Problem to solve: In the report on China rebuking an Australian lawmaker, write out the part from "Conservative Liberal Party" up to and including "Scott Morrison’s coalition." again, swapping "newspaper column" for "magazine article".

Quoted passage:
China has rebuked an Australian government lawmaker for saying that it threatens to diminish Australia’s sovereignty and freedoms.
Conservative Liberal Party lawmaker Andrew Hastie drew parallels in a newspaper column published yesterday between China and Nazi Germany. It has been described in the media as the strongest condemnation of China by any member of Prime Minister Scott Morrison’s coalition.
Hastie, a former Special Air Service officer who chairs an influential parliamentary intelligence and security committee, wrote that almost every strategic and economic question facing Australia in the coming decades would be “refracted through the geopolitical competition” between its most important security partner, the United States, and its biggest trading partner, China.
“The next decade will test our economic values, our economy, our alliances and our security like no other time in Australian history,” he wrote.
He likened Australia’s relationship with China to France’s failure to recognize the threat posed by Nazi Germany at the outbreak of World War II.
“Like the French, Australia has failed to see how mobile our authoritarian neighbor had become,” he said.
Chinese President Xi Jinping’s view of the future is one in which “capitalism will be eclipsed,” Hastie wrote.
The Chinese Embassy in Canberra said in a statement that they “strongly deplore” Hastie’s commentary “which lays bare his Cold War mentality and ideological bias.”
“It goes against the world trend of peace, cooperation and development. It is detrimental to China-Australian relations,” the statement said.
“History has proven and will continue to prove that China’s peaceful development is an opportunity, not a threat to the world,” it added.

Supplied data:

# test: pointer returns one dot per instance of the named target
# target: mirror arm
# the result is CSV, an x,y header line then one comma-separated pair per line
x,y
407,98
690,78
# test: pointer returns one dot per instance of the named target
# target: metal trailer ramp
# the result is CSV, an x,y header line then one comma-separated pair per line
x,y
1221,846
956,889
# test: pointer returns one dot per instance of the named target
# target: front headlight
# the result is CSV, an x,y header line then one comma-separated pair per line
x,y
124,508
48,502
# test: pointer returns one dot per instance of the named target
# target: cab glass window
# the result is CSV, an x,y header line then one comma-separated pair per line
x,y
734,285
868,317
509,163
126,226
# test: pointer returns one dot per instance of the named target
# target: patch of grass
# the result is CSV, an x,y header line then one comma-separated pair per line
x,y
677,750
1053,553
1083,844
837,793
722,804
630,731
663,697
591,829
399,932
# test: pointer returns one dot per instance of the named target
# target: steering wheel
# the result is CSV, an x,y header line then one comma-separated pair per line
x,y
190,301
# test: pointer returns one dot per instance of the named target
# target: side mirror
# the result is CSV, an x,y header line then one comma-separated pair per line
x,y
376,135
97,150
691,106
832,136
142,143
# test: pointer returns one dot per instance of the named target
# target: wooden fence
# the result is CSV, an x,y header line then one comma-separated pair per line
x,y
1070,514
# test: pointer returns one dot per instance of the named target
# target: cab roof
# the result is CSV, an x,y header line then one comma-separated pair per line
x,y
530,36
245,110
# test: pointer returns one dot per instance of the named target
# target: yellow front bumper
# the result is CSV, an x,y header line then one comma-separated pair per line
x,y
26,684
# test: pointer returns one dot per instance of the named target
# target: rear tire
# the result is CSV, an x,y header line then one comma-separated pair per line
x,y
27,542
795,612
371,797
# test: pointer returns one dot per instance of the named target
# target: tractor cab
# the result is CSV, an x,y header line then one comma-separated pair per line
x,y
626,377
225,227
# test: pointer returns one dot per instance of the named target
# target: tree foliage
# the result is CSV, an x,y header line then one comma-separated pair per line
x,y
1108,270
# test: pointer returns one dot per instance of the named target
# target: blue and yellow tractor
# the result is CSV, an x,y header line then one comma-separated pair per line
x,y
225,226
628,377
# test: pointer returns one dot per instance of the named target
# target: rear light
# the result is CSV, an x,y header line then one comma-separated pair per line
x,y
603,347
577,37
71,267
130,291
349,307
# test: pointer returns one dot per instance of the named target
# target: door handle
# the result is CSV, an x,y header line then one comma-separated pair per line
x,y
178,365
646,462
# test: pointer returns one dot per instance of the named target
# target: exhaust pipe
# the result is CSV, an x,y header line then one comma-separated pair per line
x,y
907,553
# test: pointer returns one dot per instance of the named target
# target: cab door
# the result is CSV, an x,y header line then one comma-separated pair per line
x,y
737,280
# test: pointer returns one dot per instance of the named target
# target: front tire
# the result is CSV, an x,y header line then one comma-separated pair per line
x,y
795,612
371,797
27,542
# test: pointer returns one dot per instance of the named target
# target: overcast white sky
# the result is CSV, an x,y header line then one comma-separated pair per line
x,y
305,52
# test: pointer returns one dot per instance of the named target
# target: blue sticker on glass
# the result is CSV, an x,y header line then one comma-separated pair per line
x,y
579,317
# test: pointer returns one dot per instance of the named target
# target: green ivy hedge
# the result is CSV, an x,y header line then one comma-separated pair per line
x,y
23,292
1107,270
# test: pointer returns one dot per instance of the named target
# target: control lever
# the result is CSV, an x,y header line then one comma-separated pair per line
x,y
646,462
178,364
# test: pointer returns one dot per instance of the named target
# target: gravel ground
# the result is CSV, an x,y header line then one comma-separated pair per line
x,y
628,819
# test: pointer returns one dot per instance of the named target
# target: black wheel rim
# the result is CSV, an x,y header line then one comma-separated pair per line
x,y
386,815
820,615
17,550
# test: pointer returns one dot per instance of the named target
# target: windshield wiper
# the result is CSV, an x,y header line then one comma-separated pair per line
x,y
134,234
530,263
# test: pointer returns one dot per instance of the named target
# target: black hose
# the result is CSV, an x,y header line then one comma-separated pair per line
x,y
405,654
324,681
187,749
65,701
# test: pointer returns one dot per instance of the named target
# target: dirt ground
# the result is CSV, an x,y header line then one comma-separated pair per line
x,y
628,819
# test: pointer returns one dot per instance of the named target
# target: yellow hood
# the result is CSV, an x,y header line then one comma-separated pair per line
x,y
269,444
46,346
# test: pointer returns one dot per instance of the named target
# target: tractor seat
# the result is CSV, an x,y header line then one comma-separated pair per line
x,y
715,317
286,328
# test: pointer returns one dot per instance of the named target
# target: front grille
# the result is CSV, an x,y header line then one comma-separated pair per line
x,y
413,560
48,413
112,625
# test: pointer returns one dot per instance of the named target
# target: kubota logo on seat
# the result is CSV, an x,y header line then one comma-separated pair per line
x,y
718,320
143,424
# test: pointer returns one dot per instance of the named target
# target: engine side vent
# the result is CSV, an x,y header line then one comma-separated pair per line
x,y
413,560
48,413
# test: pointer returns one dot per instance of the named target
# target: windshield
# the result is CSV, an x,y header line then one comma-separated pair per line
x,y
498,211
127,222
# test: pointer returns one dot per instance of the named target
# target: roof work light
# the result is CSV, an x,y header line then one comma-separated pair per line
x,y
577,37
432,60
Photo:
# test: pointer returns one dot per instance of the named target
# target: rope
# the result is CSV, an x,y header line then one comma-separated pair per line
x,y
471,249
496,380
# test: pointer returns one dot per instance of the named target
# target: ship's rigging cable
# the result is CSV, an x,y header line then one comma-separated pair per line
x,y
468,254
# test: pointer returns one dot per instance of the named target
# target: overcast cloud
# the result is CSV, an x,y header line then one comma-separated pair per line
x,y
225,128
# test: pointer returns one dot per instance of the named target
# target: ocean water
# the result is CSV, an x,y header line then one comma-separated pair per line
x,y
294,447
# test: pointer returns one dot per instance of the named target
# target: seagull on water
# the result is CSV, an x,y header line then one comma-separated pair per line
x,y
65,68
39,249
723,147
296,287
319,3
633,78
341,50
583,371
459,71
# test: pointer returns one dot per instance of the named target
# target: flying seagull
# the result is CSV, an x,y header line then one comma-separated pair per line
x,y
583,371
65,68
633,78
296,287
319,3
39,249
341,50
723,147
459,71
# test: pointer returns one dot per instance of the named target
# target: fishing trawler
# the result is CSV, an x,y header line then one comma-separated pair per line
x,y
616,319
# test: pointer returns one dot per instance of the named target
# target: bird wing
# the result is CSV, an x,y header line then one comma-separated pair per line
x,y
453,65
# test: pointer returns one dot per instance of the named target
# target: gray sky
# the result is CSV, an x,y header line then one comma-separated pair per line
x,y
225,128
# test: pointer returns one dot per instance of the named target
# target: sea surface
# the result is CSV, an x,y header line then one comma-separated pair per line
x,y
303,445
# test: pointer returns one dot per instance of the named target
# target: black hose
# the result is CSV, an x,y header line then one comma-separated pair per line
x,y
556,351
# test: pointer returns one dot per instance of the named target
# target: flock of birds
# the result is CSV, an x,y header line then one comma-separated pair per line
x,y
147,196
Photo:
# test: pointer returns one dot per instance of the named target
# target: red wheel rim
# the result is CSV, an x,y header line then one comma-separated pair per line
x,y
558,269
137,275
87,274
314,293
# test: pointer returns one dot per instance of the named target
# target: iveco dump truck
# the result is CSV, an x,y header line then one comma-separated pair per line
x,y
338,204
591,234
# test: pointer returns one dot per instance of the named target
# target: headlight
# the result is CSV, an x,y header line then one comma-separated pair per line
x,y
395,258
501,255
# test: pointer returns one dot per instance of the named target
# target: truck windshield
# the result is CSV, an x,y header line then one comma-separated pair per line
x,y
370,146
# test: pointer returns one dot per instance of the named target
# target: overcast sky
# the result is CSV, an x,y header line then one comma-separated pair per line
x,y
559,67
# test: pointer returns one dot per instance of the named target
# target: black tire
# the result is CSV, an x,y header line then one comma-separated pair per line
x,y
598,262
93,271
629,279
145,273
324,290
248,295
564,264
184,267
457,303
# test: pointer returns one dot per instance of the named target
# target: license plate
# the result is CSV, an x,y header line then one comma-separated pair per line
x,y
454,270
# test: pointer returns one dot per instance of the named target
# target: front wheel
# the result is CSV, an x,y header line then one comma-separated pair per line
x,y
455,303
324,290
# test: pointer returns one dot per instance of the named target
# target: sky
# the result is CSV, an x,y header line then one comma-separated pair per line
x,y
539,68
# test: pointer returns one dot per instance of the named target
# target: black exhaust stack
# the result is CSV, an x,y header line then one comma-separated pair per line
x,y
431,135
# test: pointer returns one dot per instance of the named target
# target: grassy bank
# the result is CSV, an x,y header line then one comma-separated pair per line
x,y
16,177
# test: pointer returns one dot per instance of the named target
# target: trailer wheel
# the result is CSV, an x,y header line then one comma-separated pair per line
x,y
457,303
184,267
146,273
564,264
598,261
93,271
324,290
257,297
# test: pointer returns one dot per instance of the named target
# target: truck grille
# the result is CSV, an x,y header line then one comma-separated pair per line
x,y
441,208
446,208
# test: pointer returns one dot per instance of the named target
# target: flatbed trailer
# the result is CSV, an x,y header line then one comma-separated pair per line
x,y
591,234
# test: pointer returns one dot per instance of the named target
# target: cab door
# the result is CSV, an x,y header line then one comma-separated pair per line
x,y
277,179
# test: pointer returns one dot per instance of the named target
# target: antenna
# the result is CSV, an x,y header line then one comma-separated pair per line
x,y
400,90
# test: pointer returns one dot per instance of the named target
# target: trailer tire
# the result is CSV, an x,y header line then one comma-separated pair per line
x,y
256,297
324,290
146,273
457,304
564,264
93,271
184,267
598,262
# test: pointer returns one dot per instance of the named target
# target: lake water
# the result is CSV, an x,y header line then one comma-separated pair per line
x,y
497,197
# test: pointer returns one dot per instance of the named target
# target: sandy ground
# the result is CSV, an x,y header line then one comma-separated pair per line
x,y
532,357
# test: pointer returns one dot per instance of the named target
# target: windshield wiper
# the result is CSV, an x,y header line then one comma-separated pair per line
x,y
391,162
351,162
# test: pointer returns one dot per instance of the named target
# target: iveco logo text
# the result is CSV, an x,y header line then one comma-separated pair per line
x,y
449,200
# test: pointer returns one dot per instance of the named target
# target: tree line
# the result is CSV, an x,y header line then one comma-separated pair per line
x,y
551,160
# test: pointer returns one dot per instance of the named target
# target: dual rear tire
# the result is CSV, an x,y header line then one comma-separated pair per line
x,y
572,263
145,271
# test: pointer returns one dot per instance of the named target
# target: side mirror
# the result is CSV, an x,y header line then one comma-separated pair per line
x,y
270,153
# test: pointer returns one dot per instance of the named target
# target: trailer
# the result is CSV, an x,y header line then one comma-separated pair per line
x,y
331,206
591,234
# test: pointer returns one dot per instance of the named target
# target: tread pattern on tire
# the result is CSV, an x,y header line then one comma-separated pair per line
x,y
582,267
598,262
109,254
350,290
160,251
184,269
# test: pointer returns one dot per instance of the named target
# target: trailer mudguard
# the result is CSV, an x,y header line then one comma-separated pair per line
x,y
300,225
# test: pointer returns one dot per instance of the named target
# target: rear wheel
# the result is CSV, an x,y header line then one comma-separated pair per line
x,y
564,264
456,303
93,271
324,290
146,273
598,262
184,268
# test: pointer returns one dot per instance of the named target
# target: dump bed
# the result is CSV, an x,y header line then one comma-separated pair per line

Written reply:
Conservative Liberal Party lawmaker Andrew Hastie drew parallels in a magazine article published yesterday between China and Nazi Germany. It has been described in the media as the strongest condemnation of China by any member of Prime Minister Scott Morrison’s coalition.